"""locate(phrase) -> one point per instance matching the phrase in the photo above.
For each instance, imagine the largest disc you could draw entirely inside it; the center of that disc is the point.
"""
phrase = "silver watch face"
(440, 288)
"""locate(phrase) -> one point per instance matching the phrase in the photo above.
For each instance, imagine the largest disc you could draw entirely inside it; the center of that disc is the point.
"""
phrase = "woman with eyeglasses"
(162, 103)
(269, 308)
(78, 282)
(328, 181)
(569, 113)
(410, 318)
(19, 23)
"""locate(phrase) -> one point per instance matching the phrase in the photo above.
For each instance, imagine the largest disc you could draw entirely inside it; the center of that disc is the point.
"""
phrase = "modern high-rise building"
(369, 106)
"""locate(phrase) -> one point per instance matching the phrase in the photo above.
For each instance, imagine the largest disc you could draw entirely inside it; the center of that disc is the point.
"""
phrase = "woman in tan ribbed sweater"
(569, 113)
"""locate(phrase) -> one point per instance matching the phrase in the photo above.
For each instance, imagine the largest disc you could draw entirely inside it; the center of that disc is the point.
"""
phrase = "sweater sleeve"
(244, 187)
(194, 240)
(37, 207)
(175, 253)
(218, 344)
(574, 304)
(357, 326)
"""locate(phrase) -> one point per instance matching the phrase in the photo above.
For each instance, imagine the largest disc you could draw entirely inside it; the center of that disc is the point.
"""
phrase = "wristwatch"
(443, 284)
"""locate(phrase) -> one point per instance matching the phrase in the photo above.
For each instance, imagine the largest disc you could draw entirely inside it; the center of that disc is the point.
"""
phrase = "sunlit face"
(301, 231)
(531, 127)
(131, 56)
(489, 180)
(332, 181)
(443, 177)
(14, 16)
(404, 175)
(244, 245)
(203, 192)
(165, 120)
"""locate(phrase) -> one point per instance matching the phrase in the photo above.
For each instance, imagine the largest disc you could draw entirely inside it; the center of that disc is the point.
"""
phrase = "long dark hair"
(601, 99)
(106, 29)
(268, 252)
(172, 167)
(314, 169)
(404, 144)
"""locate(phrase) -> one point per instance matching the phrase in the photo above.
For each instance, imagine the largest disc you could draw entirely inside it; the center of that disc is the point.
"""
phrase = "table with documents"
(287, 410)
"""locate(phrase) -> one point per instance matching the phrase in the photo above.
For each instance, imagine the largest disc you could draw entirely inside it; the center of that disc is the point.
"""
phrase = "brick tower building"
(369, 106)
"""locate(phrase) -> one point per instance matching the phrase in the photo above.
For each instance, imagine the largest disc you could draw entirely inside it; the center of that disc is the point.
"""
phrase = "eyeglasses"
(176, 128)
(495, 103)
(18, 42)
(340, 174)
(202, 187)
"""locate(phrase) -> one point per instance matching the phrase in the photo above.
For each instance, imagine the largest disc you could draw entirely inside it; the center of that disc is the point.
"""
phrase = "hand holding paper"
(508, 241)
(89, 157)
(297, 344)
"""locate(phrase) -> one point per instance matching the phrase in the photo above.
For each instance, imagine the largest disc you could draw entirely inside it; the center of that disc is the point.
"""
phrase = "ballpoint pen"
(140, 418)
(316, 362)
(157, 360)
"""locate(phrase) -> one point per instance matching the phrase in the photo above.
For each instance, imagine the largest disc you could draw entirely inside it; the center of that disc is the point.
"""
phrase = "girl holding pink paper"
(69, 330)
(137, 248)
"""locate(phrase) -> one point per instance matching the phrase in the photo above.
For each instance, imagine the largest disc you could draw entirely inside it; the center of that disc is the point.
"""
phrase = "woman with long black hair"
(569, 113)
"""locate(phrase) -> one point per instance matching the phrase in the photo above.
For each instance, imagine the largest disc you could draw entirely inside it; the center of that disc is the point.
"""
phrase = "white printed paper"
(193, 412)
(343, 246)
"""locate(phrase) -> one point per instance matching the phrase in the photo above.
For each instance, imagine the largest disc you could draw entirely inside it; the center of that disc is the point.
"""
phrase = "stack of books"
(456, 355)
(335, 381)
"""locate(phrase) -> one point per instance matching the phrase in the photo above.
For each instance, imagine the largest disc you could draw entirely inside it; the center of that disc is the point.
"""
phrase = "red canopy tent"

**Your goal:** All of the entries above need to be reproduced exactly.

**Task output:**
"""locate(phrase) -> one point per instance matching the phrase in the photo above.
For each instance, imagine the largest disc you could draw entirely inside it; the center of that disc is the point.
"""
phrase = "silver watch face"
(440, 288)
"""locate(phrase) -> one point per instance matching the phrase in the photo above.
For each instance, imagine the largest disc you could draw entirely inside it; the center of that disc is the point.
"""
phrase = "woman with eyeglasses"
(162, 103)
(269, 308)
(78, 282)
(328, 181)
(569, 113)
(410, 318)
(19, 23)
"""locate(phrase) -> one point per instance matching the phrase in the photo above.
For each instance, imagine the largest disc you could draw entirely inside it; the center of that disc is the point.
"""
phrase = "modern high-rise building"
(369, 106)
"""locate(phrase) -> one point per instance matching the phrase in the photo above.
For each instance, imagine the largest disc you could draw entirely inside it; the center of that disc is the point.
"""
phrase = "woman in tan ribbed sweater"
(569, 113)
"""locate(phrase) -> one point per instance matching the phrase in the photo above.
For each instance, imagine the largest disc you could draw entirely inside it; the center of that disc is the point.
"""
phrase = "sweater sleeve"
(244, 187)
(194, 240)
(37, 207)
(175, 253)
(218, 344)
(574, 304)
(357, 326)
"""locate(phrase) -> one point per instance matching the phrase in the photo above.
For each instance, imagine the largest disc you could draw entirely inside it; the center of that disc is the point.
"""
phrase = "wristwatch"
(443, 284)
"""locate(phrase) -> one point per instance matching the phrase in the photo above.
For each instance, imagine the largest disc you could draw entirely inside it; the center of that disc is the point.
"""
phrase = "sunlit face"
(301, 231)
(531, 127)
(131, 56)
(489, 180)
(332, 181)
(443, 177)
(14, 16)
(404, 175)
(244, 245)
(203, 192)
(165, 120)
"""locate(phrase) -> one point per instance matching the phrase in the photo above.
For each instance, imagine the largest disc you could draw entirely inside it; the center of that disc is the point.
"""
phrase = "long dark hair"
(601, 99)
(106, 29)
(268, 252)
(172, 167)
(314, 169)
(404, 144)
"""locate(phrase) -> one point per instance matching the phrase in the photo above.
For each instance, imagine the largest disc you could draw entirely inside it; the center of that disc is the point.
"""
phrase = "table with documents"
(287, 410)
"""locate(phrase) -> one point per instance matching the phrase in the photo above.
For each instance, imagine the largest disc you could draw entirely inside it; the center of that disc is the point.
"""
phrase = "brick tower building"
(369, 106)
"""locate(phrase) -> one point per instance matching the phrase in the photo above.
For each instance, imagine the largest disc you could draw entirely inside it; the center of that disc is the point.
"""
phrase = "eyeglasses"
(176, 128)
(495, 103)
(18, 42)
(340, 174)
(202, 187)
"""locate(phrase) -> one point per instance matching the phrase in the photo above.
For each instance, imagine the largest disc you could draw entirely inside it; the center of that disc is the point.
"""
phrase = "hand holding paper"
(508, 241)
(89, 157)
(297, 344)
"""locate(phrase) -> one point per instance matching the phrase in the photo above.
For each instance, imagine the largest disc you could draw entirely inside it; the center of that disc is the point.
"""
phrase = "ballpoint pen"
(140, 418)
(316, 362)
(157, 360)
"""locate(phrase) -> one point per instance matching the phrase in the photo above.
For each instance, imagine the largest disc you could draw entirely inside it; the center of that disc is the point.
"""
phrase = "girl holding pink paper"
(69, 330)
(137, 248)
"""locate(phrase) -> one point per instance matching the phrase in the photo above.
For each instance, imagine the largest disc you could draw entirely inside it; the center of that disc is the point.
"""
phrase = "woman with long black hair"
(569, 113)
"""locate(phrase) -> one point per instance matching the phrase in the photo above.
For each instance, imagine the largest disc you could draw entirely inside it; the center of that disc is the point.
"""
phrase = "white printed paper"
(193, 412)
(343, 246)
"""locate(phrase) -> one point per instance matching the phrase in the photo above.
For each instance, imagine the largest disc you could draw entirely inside it; the center of that disc is the point.
"""
phrase = "stack of books"
(456, 355)
(335, 381)
"""locate(phrase) -> one point per instance matching the phrase in the photo above.
For each instance, imagine the largest disc you could draw entirely inside it; the center of that disc is the point.
"""
phrase = "red canopy tent"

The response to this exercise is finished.